- WHAT IS EXPECTED -
Count the lines below that contain the word "shirt", and report only that number.

[Dataset entries]
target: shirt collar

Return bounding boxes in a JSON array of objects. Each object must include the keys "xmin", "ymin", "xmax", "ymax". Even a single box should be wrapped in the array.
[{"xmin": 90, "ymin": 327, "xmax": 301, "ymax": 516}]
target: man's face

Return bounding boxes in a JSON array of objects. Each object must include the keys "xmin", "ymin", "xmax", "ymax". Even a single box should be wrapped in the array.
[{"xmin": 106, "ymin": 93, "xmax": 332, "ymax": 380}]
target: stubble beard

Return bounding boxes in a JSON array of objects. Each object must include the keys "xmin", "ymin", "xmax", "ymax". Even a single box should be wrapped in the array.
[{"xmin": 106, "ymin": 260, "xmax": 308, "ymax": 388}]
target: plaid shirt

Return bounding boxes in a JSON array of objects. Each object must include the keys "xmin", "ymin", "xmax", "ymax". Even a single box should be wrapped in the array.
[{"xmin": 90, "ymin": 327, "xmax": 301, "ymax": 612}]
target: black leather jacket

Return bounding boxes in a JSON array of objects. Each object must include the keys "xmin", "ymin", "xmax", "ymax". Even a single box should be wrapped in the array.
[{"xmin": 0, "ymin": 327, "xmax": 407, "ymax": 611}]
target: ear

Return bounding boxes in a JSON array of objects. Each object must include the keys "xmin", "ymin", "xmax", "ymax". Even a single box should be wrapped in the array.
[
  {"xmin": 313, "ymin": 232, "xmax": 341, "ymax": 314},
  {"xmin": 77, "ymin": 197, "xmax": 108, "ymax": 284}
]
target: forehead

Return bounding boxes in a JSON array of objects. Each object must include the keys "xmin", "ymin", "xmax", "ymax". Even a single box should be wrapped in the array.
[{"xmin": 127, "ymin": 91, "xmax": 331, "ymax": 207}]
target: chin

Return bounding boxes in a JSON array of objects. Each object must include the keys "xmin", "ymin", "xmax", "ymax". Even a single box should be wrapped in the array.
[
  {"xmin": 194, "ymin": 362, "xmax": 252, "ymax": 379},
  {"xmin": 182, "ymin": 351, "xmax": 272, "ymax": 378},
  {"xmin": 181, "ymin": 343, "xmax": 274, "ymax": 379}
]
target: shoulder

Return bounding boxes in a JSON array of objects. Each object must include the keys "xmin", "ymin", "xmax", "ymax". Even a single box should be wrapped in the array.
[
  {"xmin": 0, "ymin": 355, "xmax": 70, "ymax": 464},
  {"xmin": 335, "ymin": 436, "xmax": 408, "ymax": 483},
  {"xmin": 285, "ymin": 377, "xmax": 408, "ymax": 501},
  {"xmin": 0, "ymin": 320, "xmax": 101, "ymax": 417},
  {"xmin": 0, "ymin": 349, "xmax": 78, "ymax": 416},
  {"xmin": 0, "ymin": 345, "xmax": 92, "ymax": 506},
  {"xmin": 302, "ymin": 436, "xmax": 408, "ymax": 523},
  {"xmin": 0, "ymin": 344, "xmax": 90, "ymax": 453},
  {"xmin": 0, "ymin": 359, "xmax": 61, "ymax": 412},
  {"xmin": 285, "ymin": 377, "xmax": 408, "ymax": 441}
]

- RESULT OF THIS TASK -
2